→ **EXCERPT**:

<<<<

Simon Erickson 11:49
Perfect. And so it sounds with this managed hosting and kind of this transition, it’s more of a service than our product, right? Like for people that don’t have either a huge IT budget to build it themselves, or they don’t have the talent of data architects like yourself, Mooji to build these things. I mean, they want to hand this off to somebody like confluent to do it for him. And then they say, Okay, let’s, let’s charge us, you know, on a usage base on a monthly basis to get up and running, what it is that we want to do.
You’re actually butting up against where I’d like to see them go. Because with all these open source companies, they’re providing infrastructure. And so with their managed service, they’re providing managed infrastructure for you, I can host your Kafka, it Kafka, confluent, cloud hosts, the Kafka cluster, wherever you need it in whatever cloud provider you need it in. And even on prem, you know, then that’s their, you know, self managed side. But they can give you tools to install a cluster with Kubernetes, for instance, and ease the pain of setting things up. However, I would like to see them go into that managed service versus managed infrastructure where it’s no longer the customer. It’s a little more turnkey, from the customer’s perspective, I don’t need to be fiddling with configuration options, I just need to say I need this cluster, it needs to have this capacity in this cloud. And then you just hook all the agents up into it. And so I think that’s the ultimate path for confluent. Unlike I mean, elastic starting to do that, I guess I’d say unlike MongoDB. So you know, ease of use less IT staff to not only install it, which you save with confluent Cloud, there’s no Installation, but you don’t have to manage it to you don’t have to tune it. And it is a very high maintenance software over time. So I’d like to just see them erase all that make it a managed service versus managed infrastructure, ultimately.

>>>>

→ **WORK TO COMPLETE**:
For each statement, say whether it agrees with the excerpt on Confluent's managed hosting, and quote the exact words from the excerpt that decide it. (a) Confluent Cloud hosts the Kafka cluster in whichever cloud provider the customer needs. (b) The software is described as needing little maintenance over time. (c) Simon Erickson mentions customers being charged on a yearly basis. Base your answers on the excerpt alone.

→ **RECORDS SHOWN**:
<<<<

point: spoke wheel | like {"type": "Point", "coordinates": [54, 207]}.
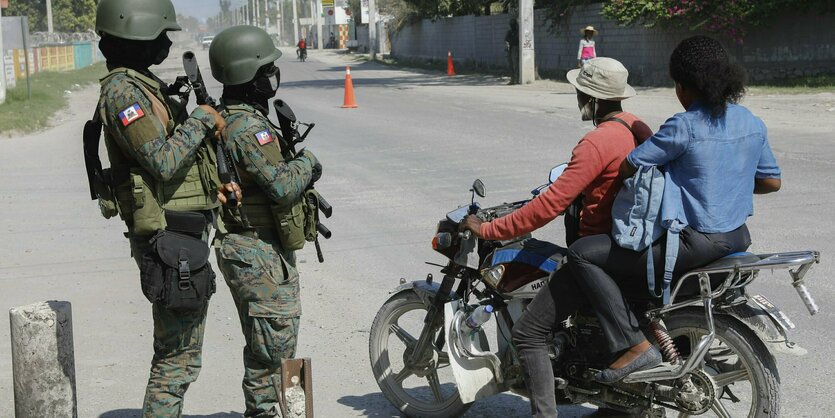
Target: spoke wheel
{"type": "Point", "coordinates": [743, 370]}
{"type": "Point", "coordinates": [425, 388]}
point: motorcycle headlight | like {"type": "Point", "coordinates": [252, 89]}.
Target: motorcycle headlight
{"type": "Point", "coordinates": [442, 241]}
{"type": "Point", "coordinates": [493, 275]}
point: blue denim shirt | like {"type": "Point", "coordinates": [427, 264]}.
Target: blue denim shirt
{"type": "Point", "coordinates": [710, 165]}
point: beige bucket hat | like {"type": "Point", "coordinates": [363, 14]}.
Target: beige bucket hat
{"type": "Point", "coordinates": [602, 78]}
{"type": "Point", "coordinates": [589, 27]}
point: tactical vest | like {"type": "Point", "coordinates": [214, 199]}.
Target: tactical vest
{"type": "Point", "coordinates": [263, 213]}
{"type": "Point", "coordinates": [140, 197]}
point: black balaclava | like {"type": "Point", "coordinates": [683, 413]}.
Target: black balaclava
{"type": "Point", "coordinates": [257, 92]}
{"type": "Point", "coordinates": [136, 55]}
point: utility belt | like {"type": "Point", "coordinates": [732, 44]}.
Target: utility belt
{"type": "Point", "coordinates": [267, 234]}
{"type": "Point", "coordinates": [176, 273]}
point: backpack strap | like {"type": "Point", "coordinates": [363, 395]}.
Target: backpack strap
{"type": "Point", "coordinates": [625, 125]}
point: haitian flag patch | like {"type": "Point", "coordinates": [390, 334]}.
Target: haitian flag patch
{"type": "Point", "coordinates": [131, 114]}
{"type": "Point", "coordinates": [264, 137]}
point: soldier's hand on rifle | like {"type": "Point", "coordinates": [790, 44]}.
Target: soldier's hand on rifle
{"type": "Point", "coordinates": [226, 188]}
{"type": "Point", "coordinates": [314, 163]}
{"type": "Point", "coordinates": [220, 123]}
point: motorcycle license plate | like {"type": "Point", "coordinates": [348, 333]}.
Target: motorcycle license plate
{"type": "Point", "coordinates": [774, 312]}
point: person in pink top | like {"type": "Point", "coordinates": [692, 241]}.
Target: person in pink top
{"type": "Point", "coordinates": [587, 49]}
{"type": "Point", "coordinates": [592, 173]}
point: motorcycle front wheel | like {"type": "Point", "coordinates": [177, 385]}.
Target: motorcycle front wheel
{"type": "Point", "coordinates": [743, 369]}
{"type": "Point", "coordinates": [422, 389]}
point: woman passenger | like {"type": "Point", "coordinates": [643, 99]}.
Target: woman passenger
{"type": "Point", "coordinates": [716, 156]}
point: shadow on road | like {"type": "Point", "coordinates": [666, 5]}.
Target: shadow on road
{"type": "Point", "coordinates": [371, 405]}
{"type": "Point", "coordinates": [420, 77]}
{"type": "Point", "coordinates": [135, 413]}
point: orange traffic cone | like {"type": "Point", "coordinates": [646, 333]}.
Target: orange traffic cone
{"type": "Point", "coordinates": [349, 101]}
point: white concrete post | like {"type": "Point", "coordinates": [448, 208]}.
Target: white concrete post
{"type": "Point", "coordinates": [43, 361]}
{"type": "Point", "coordinates": [527, 63]}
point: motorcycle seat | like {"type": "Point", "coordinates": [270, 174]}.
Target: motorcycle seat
{"type": "Point", "coordinates": [727, 262]}
{"type": "Point", "coordinates": [691, 287]}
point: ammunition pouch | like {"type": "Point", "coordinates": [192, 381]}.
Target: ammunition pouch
{"type": "Point", "coordinates": [311, 218]}
{"type": "Point", "coordinates": [176, 273]}
{"type": "Point", "coordinates": [290, 225]}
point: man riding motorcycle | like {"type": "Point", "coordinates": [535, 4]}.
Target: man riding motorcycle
{"type": "Point", "coordinates": [591, 173]}
{"type": "Point", "coordinates": [302, 48]}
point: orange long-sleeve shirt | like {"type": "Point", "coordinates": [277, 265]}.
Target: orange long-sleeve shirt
{"type": "Point", "coordinates": [592, 171]}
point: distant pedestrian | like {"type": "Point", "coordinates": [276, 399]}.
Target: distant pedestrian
{"type": "Point", "coordinates": [511, 40]}
{"type": "Point", "coordinates": [587, 50]}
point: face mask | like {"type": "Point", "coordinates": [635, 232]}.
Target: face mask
{"type": "Point", "coordinates": [588, 110]}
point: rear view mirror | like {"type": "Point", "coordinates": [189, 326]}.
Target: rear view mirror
{"type": "Point", "coordinates": [556, 172]}
{"type": "Point", "coordinates": [478, 188]}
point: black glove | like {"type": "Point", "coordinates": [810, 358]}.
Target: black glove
{"type": "Point", "coordinates": [315, 164]}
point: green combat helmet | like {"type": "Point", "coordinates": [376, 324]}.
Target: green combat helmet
{"type": "Point", "coordinates": [237, 53]}
{"type": "Point", "coordinates": [138, 20]}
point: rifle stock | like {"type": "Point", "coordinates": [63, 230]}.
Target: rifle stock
{"type": "Point", "coordinates": [225, 171]}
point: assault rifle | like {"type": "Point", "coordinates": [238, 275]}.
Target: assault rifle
{"type": "Point", "coordinates": [289, 126]}
{"type": "Point", "coordinates": [227, 173]}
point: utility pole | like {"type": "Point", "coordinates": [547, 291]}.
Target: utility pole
{"type": "Point", "coordinates": [295, 24]}
{"type": "Point", "coordinates": [257, 22]}
{"type": "Point", "coordinates": [49, 16]}
{"type": "Point", "coordinates": [372, 29]}
{"type": "Point", "coordinates": [2, 63]}
{"type": "Point", "coordinates": [267, 15]}
{"type": "Point", "coordinates": [319, 12]}
{"type": "Point", "coordinates": [527, 68]}
{"type": "Point", "coordinates": [279, 17]}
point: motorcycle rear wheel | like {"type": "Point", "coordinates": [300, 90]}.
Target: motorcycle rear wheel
{"type": "Point", "coordinates": [744, 370]}
{"type": "Point", "coordinates": [422, 391]}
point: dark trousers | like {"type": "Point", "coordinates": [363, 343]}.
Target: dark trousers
{"type": "Point", "coordinates": [602, 268]}
{"type": "Point", "coordinates": [583, 280]}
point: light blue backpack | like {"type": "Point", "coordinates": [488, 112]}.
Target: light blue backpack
{"type": "Point", "coordinates": [637, 223]}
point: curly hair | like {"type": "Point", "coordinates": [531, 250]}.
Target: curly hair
{"type": "Point", "coordinates": [701, 64]}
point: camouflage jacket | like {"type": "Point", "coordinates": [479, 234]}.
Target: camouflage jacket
{"type": "Point", "coordinates": [142, 126]}
{"type": "Point", "coordinates": [264, 161]}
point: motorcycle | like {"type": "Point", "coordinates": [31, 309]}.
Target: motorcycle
{"type": "Point", "coordinates": [718, 341]}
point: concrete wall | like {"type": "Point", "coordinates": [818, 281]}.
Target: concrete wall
{"type": "Point", "coordinates": [792, 46]}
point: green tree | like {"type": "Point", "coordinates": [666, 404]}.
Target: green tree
{"type": "Point", "coordinates": [730, 18]}
{"type": "Point", "coordinates": [67, 15]}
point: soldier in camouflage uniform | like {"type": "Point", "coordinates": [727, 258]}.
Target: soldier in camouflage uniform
{"type": "Point", "coordinates": [161, 159]}
{"type": "Point", "coordinates": [257, 256]}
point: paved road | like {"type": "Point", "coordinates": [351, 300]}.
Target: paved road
{"type": "Point", "coordinates": [392, 168]}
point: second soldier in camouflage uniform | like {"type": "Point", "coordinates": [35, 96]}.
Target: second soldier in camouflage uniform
{"type": "Point", "coordinates": [161, 160]}
{"type": "Point", "coordinates": [257, 256]}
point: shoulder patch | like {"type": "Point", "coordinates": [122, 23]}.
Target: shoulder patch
{"type": "Point", "coordinates": [264, 137]}
{"type": "Point", "coordinates": [131, 113]}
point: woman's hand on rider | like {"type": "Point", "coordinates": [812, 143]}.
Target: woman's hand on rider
{"type": "Point", "coordinates": [472, 223]}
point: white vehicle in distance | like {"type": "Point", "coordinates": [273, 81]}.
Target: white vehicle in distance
{"type": "Point", "coordinates": [206, 41]}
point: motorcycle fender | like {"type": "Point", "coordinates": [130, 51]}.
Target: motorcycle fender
{"type": "Point", "coordinates": [474, 376]}
{"type": "Point", "coordinates": [770, 331]}
{"type": "Point", "coordinates": [426, 291]}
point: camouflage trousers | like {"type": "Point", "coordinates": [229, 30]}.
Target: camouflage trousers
{"type": "Point", "coordinates": [178, 342]}
{"type": "Point", "coordinates": [265, 287]}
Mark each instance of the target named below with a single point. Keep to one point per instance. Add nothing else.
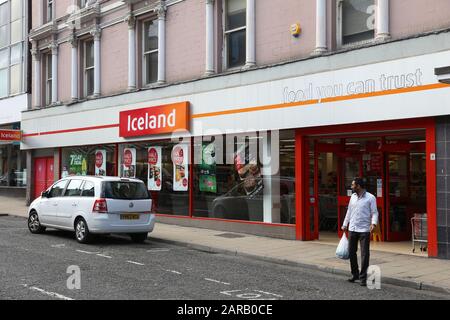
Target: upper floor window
(11, 47)
(89, 68)
(235, 33)
(356, 21)
(150, 52)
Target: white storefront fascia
(11, 108)
(397, 89)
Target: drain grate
(230, 235)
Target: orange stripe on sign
(269, 107)
(326, 100)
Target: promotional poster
(100, 163)
(180, 167)
(154, 169)
(208, 180)
(129, 163)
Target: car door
(69, 203)
(48, 206)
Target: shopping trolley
(419, 231)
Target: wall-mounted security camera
(443, 74)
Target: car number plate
(129, 217)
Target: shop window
(164, 167)
(229, 181)
(235, 33)
(91, 160)
(356, 21)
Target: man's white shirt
(362, 212)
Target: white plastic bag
(342, 249)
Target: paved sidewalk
(397, 269)
(13, 206)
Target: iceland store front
(268, 151)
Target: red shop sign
(155, 120)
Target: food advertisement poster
(208, 181)
(100, 162)
(180, 167)
(154, 169)
(78, 165)
(129, 163)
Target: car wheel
(139, 237)
(34, 225)
(82, 233)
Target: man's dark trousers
(365, 253)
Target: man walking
(360, 220)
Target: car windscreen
(125, 190)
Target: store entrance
(393, 168)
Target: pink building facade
(306, 74)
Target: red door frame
(427, 124)
(48, 180)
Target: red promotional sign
(10, 135)
(154, 120)
(152, 156)
(127, 158)
(99, 159)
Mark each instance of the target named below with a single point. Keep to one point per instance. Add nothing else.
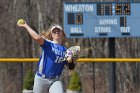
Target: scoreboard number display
(102, 19)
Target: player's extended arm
(33, 34)
(71, 65)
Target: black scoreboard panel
(102, 19)
(79, 18)
(126, 9)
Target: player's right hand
(21, 22)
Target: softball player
(50, 65)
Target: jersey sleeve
(46, 44)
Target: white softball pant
(47, 85)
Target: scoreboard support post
(112, 66)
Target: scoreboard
(102, 19)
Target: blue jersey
(50, 63)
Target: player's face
(56, 33)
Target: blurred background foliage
(15, 42)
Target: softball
(21, 22)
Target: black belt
(47, 77)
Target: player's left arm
(71, 65)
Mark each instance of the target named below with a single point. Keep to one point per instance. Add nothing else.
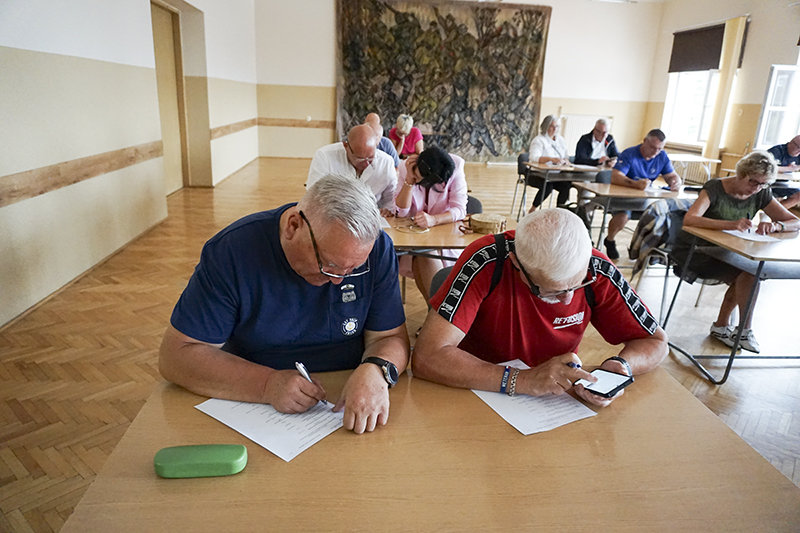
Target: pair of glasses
(538, 292)
(359, 159)
(759, 184)
(360, 271)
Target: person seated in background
(597, 147)
(359, 159)
(728, 204)
(269, 291)
(637, 167)
(548, 147)
(788, 159)
(373, 120)
(552, 284)
(432, 190)
(406, 138)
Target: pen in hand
(303, 371)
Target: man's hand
(424, 220)
(594, 399)
(365, 399)
(289, 392)
(552, 377)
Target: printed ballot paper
(284, 435)
(534, 414)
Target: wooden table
(605, 193)
(765, 260)
(557, 173)
(656, 460)
(685, 159)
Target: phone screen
(608, 383)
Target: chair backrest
(473, 205)
(604, 176)
(522, 158)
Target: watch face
(391, 372)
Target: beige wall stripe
(31, 183)
(297, 123)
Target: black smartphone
(608, 383)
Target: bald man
(359, 159)
(373, 120)
(788, 158)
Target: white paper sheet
(534, 414)
(284, 435)
(750, 236)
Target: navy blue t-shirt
(636, 167)
(781, 154)
(244, 293)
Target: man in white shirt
(358, 158)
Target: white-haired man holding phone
(531, 294)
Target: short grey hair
(758, 163)
(549, 119)
(345, 201)
(553, 244)
(404, 123)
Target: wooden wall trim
(31, 183)
(222, 131)
(297, 123)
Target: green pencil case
(202, 460)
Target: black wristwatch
(623, 361)
(390, 373)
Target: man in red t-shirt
(552, 283)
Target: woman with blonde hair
(406, 138)
(729, 204)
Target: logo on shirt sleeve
(350, 326)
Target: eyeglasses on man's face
(359, 271)
(537, 291)
(366, 160)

>>>>

→ **TASK SOLUTION**:
(a) Yes: "cloud hosts, the Kafka cluster, wherever you need it in whatever cloud provider you need it in"
(b) No: "it is a very high maintenance software over time"
(c) No: "on a usage base on a monthly basis"